(PROBLEM):
Extract every line from the records below that contains the word "gray".
┌──
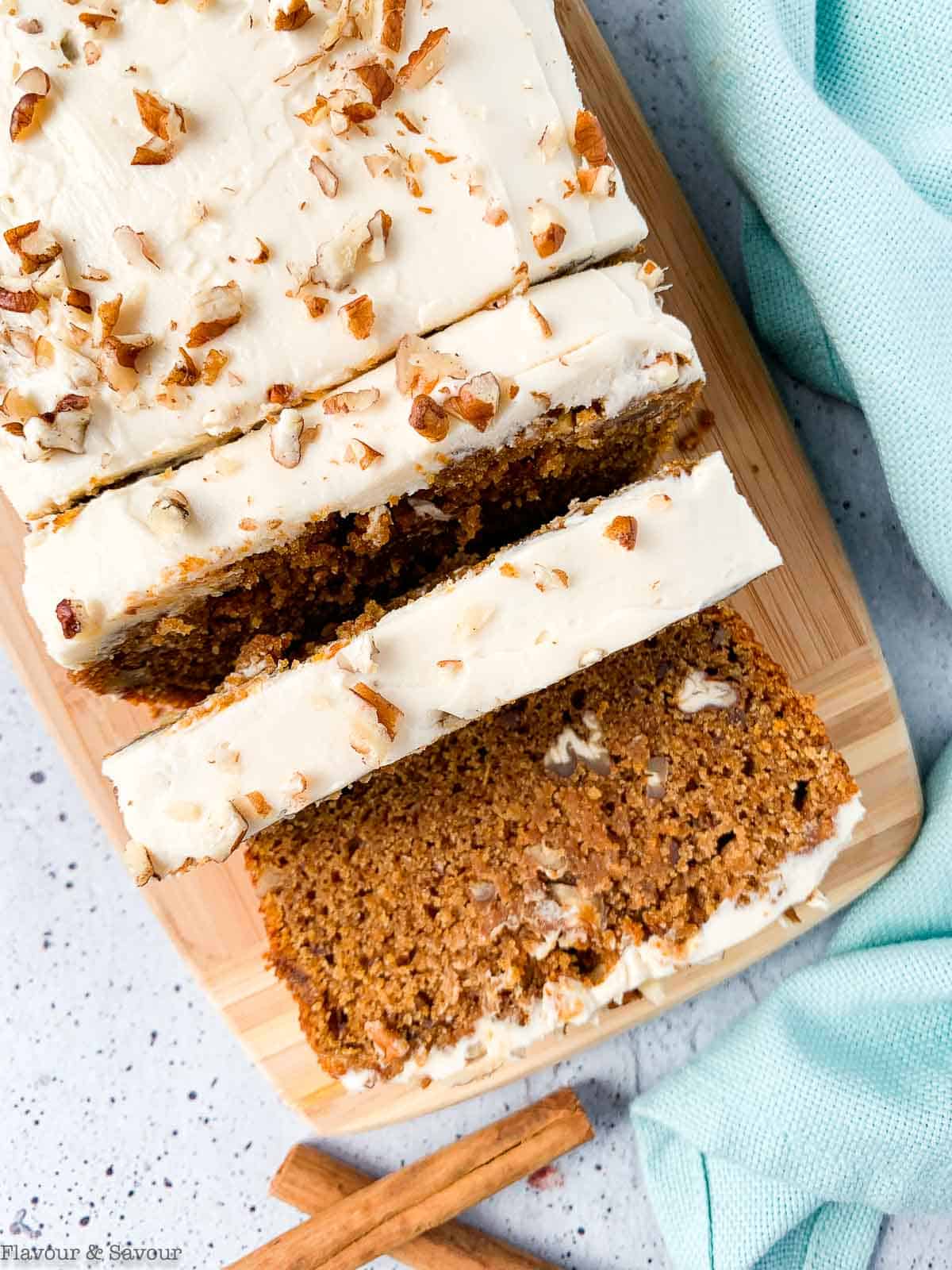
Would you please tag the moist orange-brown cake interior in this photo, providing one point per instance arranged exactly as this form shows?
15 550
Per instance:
535 844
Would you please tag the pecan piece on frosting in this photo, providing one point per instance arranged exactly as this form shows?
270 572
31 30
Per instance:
184 372
61 429
327 178
624 530
547 233
69 614
25 116
351 403
478 402
387 714
290 14
359 317
33 245
425 61
169 514
589 140
429 418
285 442
164 120
216 310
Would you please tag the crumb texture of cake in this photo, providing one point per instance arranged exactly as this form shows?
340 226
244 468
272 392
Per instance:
539 865
611 573
207 203
286 530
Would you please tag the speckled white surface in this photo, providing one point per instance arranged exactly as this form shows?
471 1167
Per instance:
127 1111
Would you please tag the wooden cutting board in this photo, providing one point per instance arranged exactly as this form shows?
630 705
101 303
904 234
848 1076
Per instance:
809 615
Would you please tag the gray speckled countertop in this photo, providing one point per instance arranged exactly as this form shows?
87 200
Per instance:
127 1110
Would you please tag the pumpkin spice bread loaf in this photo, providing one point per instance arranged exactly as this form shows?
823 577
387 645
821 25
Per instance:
536 867
463 442
281 736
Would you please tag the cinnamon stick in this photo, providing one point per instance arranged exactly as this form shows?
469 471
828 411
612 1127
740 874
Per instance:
397 1210
313 1181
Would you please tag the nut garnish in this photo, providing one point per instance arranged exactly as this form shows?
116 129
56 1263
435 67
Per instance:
378 226
315 114
61 429
361 454
139 863
285 441
387 714
543 325
25 114
169 514
351 403
547 233
429 418
340 257
164 120
33 245
133 245
359 317
391 32
152 154
216 309
478 402
624 530
167 124
376 80
700 692
549 579
184 372
290 16
69 614
215 364
419 368
117 360
98 21
597 182
106 319
589 140
327 178
425 61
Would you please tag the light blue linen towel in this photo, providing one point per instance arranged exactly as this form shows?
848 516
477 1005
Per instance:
784 1145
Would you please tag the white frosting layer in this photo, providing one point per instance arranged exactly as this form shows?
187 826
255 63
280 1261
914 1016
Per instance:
607 333
569 1003
245 158
539 611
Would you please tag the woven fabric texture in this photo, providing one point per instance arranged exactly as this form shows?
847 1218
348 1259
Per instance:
786 1142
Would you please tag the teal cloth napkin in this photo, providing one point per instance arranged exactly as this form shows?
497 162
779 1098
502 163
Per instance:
784 1145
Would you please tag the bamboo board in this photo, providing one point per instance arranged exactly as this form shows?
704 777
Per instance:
809 615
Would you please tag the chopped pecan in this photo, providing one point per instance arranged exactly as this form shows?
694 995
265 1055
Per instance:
589 140
216 309
624 530
425 61
359 317
387 714
429 418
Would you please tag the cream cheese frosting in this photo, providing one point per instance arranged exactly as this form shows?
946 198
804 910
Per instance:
607 575
571 1003
309 196
603 341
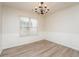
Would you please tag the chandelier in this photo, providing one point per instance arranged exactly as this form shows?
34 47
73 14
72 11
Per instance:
41 9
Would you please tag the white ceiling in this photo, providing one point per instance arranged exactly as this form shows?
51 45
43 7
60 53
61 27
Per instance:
28 6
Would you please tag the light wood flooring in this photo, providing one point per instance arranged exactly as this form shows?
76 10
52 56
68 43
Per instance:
42 48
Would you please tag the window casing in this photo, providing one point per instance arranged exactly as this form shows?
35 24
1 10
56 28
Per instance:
28 26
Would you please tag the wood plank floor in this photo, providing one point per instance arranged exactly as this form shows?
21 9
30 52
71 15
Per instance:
41 48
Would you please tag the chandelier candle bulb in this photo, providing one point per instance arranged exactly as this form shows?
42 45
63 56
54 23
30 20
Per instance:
41 9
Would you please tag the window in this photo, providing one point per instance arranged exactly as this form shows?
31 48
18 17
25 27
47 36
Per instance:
28 26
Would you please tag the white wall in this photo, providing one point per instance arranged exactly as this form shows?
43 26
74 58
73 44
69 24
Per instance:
0 27
11 27
63 27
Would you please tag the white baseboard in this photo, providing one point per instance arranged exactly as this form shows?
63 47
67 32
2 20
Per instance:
67 39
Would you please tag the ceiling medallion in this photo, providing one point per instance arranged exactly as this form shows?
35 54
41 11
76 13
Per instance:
41 9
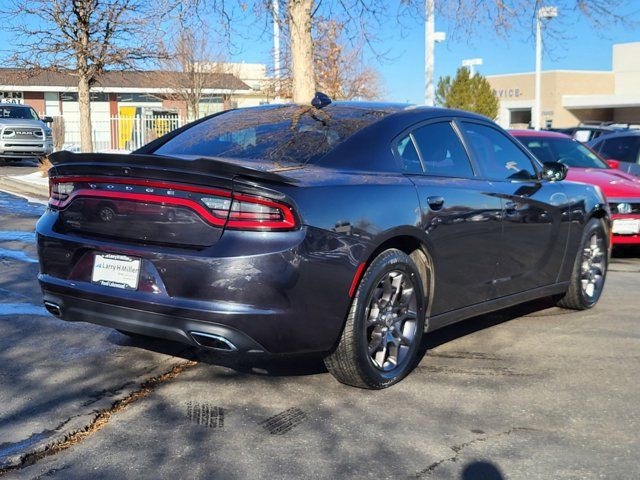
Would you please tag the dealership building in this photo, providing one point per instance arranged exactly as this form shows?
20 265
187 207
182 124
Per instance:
570 97
130 108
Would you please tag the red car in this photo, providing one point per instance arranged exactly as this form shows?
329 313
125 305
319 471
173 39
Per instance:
621 189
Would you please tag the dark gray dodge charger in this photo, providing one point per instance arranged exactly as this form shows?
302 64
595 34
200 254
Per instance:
350 229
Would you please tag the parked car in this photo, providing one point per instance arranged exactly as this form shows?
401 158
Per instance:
586 133
621 189
346 229
623 147
23 135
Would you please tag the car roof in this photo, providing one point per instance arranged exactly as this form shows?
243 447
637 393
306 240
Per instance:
538 133
397 109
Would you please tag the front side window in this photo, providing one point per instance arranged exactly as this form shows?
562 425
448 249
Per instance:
499 157
442 152
623 149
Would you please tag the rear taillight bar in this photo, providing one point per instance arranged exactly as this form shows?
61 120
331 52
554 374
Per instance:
220 208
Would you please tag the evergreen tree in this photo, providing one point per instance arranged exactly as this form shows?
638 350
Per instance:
464 92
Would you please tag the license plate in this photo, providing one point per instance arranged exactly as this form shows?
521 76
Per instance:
118 271
626 226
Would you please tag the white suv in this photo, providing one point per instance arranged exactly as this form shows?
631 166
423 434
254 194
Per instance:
22 133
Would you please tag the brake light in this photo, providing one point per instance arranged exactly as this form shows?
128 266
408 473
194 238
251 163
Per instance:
255 213
221 208
245 212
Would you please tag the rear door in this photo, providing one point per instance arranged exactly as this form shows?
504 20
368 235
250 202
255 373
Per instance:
458 213
535 212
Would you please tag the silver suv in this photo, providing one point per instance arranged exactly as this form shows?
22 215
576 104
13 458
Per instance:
22 133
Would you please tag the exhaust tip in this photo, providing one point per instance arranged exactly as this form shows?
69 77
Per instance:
215 342
53 309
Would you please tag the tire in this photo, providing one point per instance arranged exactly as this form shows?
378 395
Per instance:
590 268
387 314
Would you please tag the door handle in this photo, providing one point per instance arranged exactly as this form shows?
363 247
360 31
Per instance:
435 203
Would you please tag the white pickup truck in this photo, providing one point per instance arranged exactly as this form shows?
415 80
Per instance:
23 134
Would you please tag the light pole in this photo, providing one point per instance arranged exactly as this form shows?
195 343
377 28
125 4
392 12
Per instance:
276 50
430 38
470 64
546 13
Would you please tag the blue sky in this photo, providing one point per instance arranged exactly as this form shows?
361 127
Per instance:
581 47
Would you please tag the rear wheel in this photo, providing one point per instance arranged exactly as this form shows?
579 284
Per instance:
383 330
590 268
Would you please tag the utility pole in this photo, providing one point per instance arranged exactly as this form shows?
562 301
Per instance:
470 64
276 48
546 13
430 39
429 49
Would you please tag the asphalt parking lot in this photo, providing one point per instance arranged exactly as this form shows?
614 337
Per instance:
530 392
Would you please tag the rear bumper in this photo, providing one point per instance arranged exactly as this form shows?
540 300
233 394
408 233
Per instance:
167 325
276 293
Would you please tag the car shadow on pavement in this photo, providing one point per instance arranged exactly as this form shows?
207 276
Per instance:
312 364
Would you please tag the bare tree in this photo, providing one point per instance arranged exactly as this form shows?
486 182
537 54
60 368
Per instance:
339 68
362 19
186 68
83 37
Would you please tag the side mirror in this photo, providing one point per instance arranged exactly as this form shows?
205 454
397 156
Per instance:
554 171
613 163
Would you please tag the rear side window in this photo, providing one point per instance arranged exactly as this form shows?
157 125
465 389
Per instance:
284 134
624 149
409 158
442 152
498 155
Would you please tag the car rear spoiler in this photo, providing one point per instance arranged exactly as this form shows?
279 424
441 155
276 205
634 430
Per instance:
66 163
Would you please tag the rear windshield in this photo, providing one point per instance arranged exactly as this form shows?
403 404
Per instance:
564 150
284 134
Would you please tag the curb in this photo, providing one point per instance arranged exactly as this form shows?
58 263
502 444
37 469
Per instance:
11 185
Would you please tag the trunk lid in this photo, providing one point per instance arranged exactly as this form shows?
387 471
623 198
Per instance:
147 199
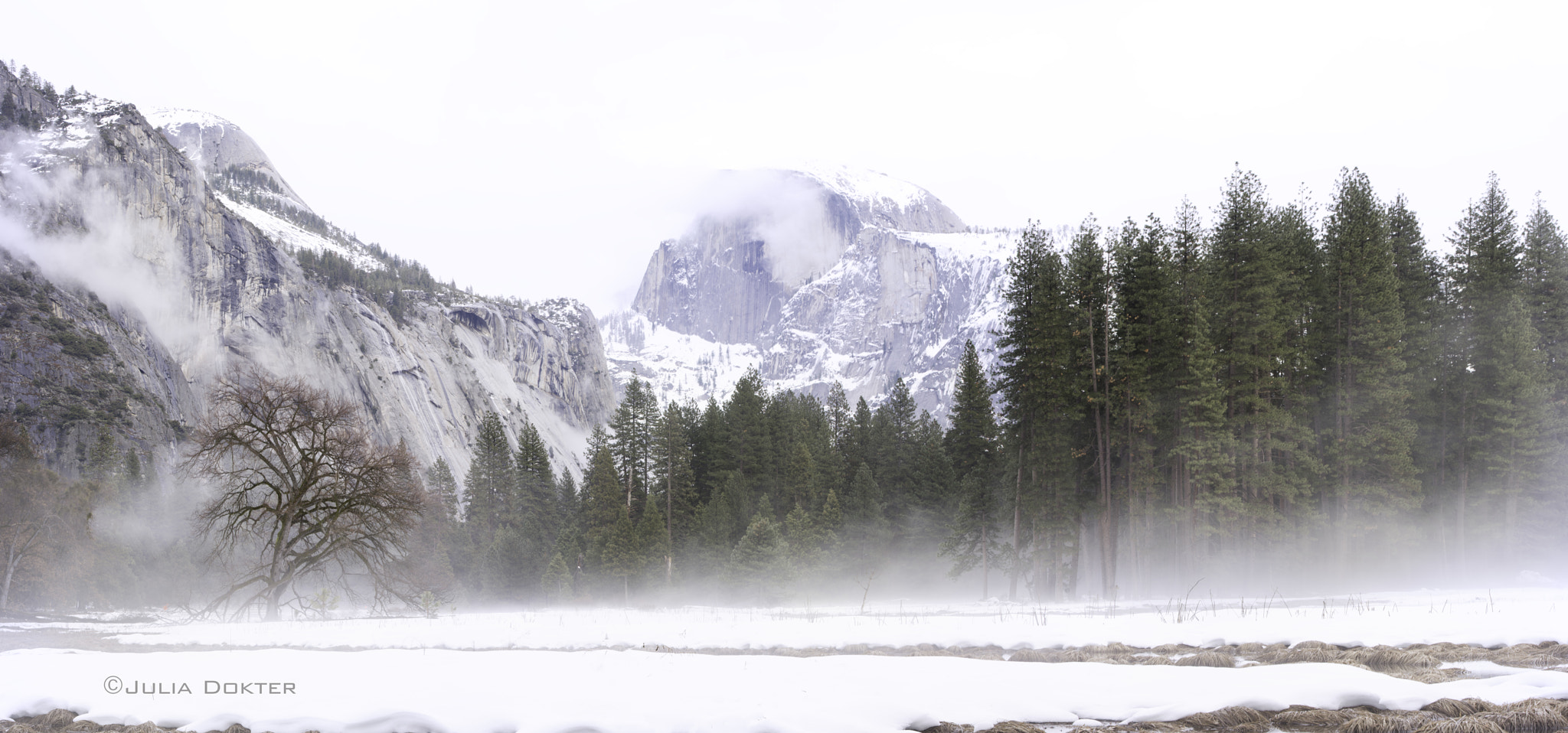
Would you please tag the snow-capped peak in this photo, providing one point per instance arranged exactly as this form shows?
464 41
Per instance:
858 184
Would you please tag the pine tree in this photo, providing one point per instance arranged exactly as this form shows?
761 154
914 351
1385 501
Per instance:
1487 273
1089 281
1147 353
1426 315
675 484
444 487
1037 378
1547 300
1370 432
761 559
490 483
971 441
634 441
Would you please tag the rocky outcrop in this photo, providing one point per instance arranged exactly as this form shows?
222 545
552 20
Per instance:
814 278
109 210
215 145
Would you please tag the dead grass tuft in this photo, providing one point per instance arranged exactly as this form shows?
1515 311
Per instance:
1310 718
1465 724
1391 658
1530 719
1014 727
1449 707
1300 655
1207 658
1393 721
1050 655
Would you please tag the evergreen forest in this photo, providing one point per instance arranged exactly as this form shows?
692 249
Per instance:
1276 398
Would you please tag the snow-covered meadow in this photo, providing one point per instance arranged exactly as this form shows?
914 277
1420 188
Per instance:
890 666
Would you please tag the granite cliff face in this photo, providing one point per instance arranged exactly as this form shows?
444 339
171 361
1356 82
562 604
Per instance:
119 234
812 278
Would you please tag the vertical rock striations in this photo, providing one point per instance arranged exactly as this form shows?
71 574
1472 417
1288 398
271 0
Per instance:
814 276
115 230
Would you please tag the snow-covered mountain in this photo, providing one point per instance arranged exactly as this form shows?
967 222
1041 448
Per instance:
814 276
175 245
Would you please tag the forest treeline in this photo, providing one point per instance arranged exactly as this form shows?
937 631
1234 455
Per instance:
1277 395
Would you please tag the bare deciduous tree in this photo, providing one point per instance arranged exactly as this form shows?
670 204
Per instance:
34 507
300 486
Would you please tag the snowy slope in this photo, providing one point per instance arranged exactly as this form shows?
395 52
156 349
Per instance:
549 669
905 285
└──
(FINISHED EXERCISE):
Would you please tag the gray speckled countertop in this photo, providing one point per instance arranged exactly as this form shows?
Would you please tag the dark gray dodge charger in this photo, providing one point per instance arranged exactly as this form shows?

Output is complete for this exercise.